ASSIGNMENT | Restate each entry below exactly; pictures stay out of the copy.

(DATA SHOWN)

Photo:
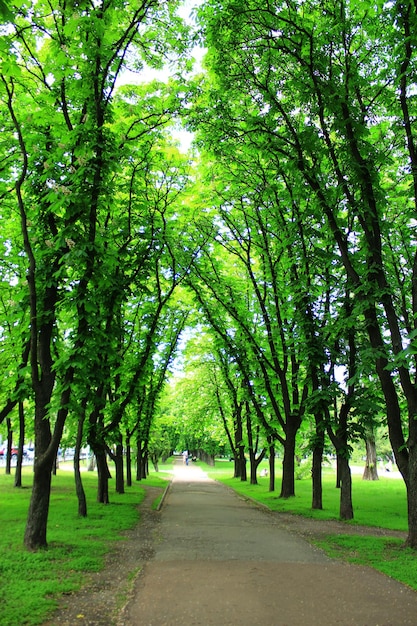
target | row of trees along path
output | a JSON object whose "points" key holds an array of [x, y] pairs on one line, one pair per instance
{"points": [[287, 240]]}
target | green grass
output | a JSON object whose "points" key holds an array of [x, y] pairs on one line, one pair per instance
{"points": [[31, 583], [376, 503], [380, 503]]}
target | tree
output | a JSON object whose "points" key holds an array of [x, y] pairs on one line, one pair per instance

(End DATA SHOWN)

RESPONSE |
Photo:
target | row of trees along path
output | a JSON object whose "points" key holds an array of [x, y] pairs on one line, one pair per instance
{"points": [[287, 240]]}
target | green grass
output | a JSON object whose "points" key holds an array of [x, y] pairs on one line, one pair per instance
{"points": [[31, 583], [376, 503], [380, 503]]}
target | tree
output | a JSON object whose "points" key holds an array of [x, y] pairs on one line, one pair per instance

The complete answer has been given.